▸ **PROBLEM DETAILS**:
Format the lines below as a Markdown table with the columns Row and Line, numbering each row and omitting blank lines.

Pointing records:

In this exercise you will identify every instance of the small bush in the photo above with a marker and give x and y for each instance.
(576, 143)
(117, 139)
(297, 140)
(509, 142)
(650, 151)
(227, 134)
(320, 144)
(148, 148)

▸ **EXERCISE RESULT**:
| Row | Line |
|---|---|
| 1 | In this exercise you will identify every instance of the small bush in the photo above with a marker and give x and y for each instance. |
| 2 | (576, 143) |
| 3 | (117, 139) |
| 4 | (297, 140) |
| 5 | (509, 142) |
| 6 | (650, 151) |
| 7 | (227, 134) |
| 8 | (320, 144) |
| 9 | (148, 148) |